Bronx Theft of Cell Phones
From Post Offices Results In Guilty Plea With
0-6 Months Jail Deal
By Matthew
Russell Lee, Exclusive; Video, pics
SDNY COURTHOUSE,
July 9 – A soft speaking
defendant pled guilty on July
9 to stealing cell phones from
post offices in the Bronx; his
plea agreement provides for a
sentencing guideline of from
zero to six months in prison.
Other than a sidebar at the
end, the proceeding was
entirely open, unlike others.
U.S. District
Court for the
Southern
District of
New York Judge
Analisa Torres
went through
the guilty
plea script:
have you been
threatened?
Have you
discussed this
with your
lawyer?
Defendant Luis
Feliz-Tejada
three times
asked for the
questions to
be repeated.
At first he
seemed to
invite Judge
Torres to read
out loud the
charges he was
pleading
guilty to;
after
conferring
with his
lawyer Richard
Ma, he waived
the public
reading.
At the end Judge
Torres asked
counsel to
step forward.
While it was
unclear to
Inner City
Press if these
will be part
of the record,
here's a
prediction:
community
service at a senior
center may be
part of the
sentence,
perhaps a non-custodial
sentence...

§ Required work:
A) Set down the entries word for word, starting with the first entry line and stopping after the line that contains "point(109, 281)", including both of those lines.
B) Take the report on the Bronx post office cell phone theft plea further, picking up after its final sentence.
The news report and the entries have no connection to each other.

[Entries from a point annotation set]

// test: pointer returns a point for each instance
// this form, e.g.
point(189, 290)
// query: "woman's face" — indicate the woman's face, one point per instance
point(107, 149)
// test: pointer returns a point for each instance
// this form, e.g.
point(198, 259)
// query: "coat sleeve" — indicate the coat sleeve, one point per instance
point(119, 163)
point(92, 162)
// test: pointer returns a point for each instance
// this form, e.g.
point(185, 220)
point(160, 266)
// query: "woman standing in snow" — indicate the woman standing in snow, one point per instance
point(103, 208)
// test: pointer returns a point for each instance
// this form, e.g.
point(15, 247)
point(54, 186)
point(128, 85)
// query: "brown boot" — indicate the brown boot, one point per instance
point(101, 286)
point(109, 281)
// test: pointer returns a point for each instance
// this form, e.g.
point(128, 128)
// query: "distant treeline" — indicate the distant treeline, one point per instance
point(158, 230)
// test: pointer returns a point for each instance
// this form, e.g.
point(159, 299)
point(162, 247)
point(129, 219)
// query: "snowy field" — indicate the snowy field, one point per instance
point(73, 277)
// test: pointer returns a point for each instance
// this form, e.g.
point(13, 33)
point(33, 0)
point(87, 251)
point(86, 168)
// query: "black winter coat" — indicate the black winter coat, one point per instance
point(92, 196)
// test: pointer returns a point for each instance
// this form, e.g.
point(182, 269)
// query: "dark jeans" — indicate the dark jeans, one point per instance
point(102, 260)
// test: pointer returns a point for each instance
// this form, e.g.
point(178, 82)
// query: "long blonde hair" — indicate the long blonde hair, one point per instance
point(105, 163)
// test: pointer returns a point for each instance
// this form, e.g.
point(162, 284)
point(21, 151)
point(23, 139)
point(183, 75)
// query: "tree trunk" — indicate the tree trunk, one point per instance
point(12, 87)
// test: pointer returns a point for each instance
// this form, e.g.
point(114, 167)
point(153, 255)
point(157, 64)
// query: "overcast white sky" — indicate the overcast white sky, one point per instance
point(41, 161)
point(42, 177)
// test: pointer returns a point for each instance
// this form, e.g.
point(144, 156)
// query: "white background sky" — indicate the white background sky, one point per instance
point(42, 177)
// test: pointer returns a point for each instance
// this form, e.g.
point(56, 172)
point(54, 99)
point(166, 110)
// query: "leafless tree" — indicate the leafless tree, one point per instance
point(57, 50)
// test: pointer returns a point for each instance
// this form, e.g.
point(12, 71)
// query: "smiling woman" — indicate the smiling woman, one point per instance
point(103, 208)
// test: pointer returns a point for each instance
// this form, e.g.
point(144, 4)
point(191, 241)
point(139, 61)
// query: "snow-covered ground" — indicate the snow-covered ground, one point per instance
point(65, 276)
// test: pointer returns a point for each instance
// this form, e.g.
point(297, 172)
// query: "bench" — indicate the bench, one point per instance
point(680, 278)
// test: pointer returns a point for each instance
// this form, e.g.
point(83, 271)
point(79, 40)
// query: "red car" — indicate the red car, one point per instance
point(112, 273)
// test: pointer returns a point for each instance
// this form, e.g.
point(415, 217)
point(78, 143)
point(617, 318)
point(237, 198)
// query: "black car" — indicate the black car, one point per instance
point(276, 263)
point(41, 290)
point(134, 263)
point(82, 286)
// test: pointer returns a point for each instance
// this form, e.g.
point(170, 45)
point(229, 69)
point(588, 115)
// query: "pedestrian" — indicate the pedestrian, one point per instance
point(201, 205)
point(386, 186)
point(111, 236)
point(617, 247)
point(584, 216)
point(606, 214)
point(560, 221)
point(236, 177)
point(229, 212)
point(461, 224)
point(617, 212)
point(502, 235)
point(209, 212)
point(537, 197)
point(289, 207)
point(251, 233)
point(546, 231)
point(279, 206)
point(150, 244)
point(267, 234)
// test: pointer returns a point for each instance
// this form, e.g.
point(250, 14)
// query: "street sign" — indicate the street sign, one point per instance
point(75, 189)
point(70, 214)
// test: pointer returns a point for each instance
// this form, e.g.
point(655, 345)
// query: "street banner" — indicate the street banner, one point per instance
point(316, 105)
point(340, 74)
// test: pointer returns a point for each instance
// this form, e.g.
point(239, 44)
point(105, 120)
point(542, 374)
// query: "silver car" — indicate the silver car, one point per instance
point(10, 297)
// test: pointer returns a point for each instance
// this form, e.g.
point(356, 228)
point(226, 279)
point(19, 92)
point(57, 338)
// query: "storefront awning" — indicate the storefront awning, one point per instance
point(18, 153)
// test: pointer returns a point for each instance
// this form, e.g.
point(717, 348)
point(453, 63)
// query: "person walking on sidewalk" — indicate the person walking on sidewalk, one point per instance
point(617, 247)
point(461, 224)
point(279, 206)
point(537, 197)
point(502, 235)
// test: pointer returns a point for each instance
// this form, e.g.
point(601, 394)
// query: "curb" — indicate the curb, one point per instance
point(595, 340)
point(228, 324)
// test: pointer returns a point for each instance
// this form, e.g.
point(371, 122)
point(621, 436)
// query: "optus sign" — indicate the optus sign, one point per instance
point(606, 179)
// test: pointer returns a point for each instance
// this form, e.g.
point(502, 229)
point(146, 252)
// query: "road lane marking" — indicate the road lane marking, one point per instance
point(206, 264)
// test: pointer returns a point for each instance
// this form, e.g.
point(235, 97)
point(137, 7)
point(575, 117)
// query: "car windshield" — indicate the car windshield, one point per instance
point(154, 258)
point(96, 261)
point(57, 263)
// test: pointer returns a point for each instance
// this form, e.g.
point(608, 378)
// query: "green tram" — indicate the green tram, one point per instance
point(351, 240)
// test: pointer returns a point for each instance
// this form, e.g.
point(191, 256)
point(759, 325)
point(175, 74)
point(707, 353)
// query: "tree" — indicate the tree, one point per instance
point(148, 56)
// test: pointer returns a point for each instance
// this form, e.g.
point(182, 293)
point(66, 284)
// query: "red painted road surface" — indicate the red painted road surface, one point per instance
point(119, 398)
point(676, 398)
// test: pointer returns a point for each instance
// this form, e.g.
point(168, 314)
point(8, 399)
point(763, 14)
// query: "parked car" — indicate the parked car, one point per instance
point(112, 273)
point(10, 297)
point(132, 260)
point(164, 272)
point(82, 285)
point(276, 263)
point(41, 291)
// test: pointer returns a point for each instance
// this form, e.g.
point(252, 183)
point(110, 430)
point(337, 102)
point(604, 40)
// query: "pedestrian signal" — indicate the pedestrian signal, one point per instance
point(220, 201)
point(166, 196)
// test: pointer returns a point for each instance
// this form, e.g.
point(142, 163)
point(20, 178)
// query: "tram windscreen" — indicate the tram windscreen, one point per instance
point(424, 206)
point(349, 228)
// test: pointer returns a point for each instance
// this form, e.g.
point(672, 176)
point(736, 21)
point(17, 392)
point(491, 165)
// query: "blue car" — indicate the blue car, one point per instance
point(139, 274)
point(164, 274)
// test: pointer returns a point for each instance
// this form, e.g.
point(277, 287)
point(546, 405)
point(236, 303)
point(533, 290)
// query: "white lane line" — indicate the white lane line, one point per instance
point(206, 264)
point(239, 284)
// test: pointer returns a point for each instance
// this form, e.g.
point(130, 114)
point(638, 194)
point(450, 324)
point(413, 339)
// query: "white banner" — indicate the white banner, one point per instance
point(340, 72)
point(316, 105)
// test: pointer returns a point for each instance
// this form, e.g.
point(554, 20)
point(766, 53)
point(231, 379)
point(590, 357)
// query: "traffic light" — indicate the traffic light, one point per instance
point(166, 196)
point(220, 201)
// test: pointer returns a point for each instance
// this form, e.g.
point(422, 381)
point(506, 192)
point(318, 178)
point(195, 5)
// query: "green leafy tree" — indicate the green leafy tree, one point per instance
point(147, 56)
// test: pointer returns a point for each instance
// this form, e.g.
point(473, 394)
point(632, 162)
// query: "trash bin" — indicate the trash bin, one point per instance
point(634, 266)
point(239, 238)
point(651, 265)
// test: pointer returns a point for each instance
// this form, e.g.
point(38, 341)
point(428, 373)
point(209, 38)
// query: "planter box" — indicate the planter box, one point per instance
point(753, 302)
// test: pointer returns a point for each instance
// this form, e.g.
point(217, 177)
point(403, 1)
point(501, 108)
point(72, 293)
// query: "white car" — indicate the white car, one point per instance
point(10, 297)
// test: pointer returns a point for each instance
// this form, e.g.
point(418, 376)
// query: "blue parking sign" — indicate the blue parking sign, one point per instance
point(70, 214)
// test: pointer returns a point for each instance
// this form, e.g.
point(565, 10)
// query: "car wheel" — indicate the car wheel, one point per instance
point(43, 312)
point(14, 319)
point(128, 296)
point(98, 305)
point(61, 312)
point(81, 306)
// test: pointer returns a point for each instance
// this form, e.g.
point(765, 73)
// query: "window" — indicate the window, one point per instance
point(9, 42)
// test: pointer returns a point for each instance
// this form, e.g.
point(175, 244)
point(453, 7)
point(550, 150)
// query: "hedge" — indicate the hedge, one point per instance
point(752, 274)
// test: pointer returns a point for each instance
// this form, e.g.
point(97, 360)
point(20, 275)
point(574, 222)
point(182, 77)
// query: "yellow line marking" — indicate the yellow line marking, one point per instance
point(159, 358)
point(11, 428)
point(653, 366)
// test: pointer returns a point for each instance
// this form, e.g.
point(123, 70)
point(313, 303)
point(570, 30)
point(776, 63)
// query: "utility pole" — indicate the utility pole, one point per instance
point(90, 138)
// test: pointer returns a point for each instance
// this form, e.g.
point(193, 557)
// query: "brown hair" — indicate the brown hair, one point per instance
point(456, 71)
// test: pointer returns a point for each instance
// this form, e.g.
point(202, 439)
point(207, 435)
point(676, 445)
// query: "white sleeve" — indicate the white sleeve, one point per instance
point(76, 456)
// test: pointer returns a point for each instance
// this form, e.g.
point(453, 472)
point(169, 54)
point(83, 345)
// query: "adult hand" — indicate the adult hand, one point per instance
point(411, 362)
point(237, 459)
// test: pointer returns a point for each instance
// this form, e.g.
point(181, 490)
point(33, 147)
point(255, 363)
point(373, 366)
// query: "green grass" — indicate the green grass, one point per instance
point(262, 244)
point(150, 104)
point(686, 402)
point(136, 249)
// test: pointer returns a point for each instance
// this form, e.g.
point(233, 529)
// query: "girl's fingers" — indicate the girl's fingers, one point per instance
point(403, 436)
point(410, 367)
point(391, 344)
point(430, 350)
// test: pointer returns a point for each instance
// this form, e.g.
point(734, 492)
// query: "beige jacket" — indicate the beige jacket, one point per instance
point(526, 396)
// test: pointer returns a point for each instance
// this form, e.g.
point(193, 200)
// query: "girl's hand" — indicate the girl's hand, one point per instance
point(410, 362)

§ Set of answers:
A)
// test: pointer returns a point for each instance
// this form, e.g.
point(189, 290)
// query: "woman's face" — indicate the woman's face, one point per instance
point(107, 149)
// test: pointer returns a point for each instance
// this form, e.g.
point(198, 259)
// query: "coat sleeve" — indicate the coat sleeve, one point per instance
point(119, 163)
point(92, 162)
// test: pointer returns a point for each instance
// this form, e.g.
point(185, 220)
point(160, 266)
// query: "woman standing in snow" — indicate the woman standing in snow, one point per instance
point(103, 208)
// test: pointer returns a point for each instance
// this form, e.g.
point(15, 247)
point(54, 186)
point(128, 85)
// query: "brown boot" — indicate the brown boot, one point per instance
point(101, 286)
point(109, 281)

B)
Feliz-Tejada's
co-defendant /
co-conspirator
Jose
Hernandez-Aries has
asked to move
his Change of
Plea Hearing
to July 11
or 12. The
case is USA
v. Feliz-Tejada, et
al.,
19-cr-00183
(Torres).
An hour before,
in a court proceeding that
began as open, with U.S.
Marshals, the defendants'
family members and even legal
interns present on July 9,
Inner City Press was
specifically directed to
leave, leaving no media or
member of the general public
present.
It took
place in SDNY
Courtroom 12A
before Judge
Loretta A.
Preska. Listed
on
PACER and in
the SDNY
lobby for 10
am before her
was the case
of USA v.
Connors
Person, et
al,
17-cr-683,
complete with
letters of
support from the
head bank
regulators of
the state of
Alabama.
But when Inner
City Press
arrived at
10:10 am,
there was a shackled
defendant
with corn rows
at the defense
table. His
lawyer stood
and summoned
Assistant U.S.
Attorney Frank
Balsamello out
into the hall
by the elevators.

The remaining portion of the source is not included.